Render every line of the listing below as a JSON list of strings, one string per line, omitting any blank lines.
── Dataset records
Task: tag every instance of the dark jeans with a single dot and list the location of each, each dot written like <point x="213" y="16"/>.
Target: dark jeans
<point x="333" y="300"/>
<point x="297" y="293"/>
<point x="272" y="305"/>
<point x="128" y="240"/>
────
*Result*:
[
  "Task: tag every instance of the dark jeans with a single dot and list the location of each, each dot written like <point x=\"213\" y=\"16\"/>.",
  "Target: dark jeans",
  "<point x=\"333\" y=\"300\"/>",
  "<point x=\"297\" y=\"293\"/>",
  "<point x=\"272\" y=\"305\"/>",
  "<point x=\"128\" y=\"240\"/>"
]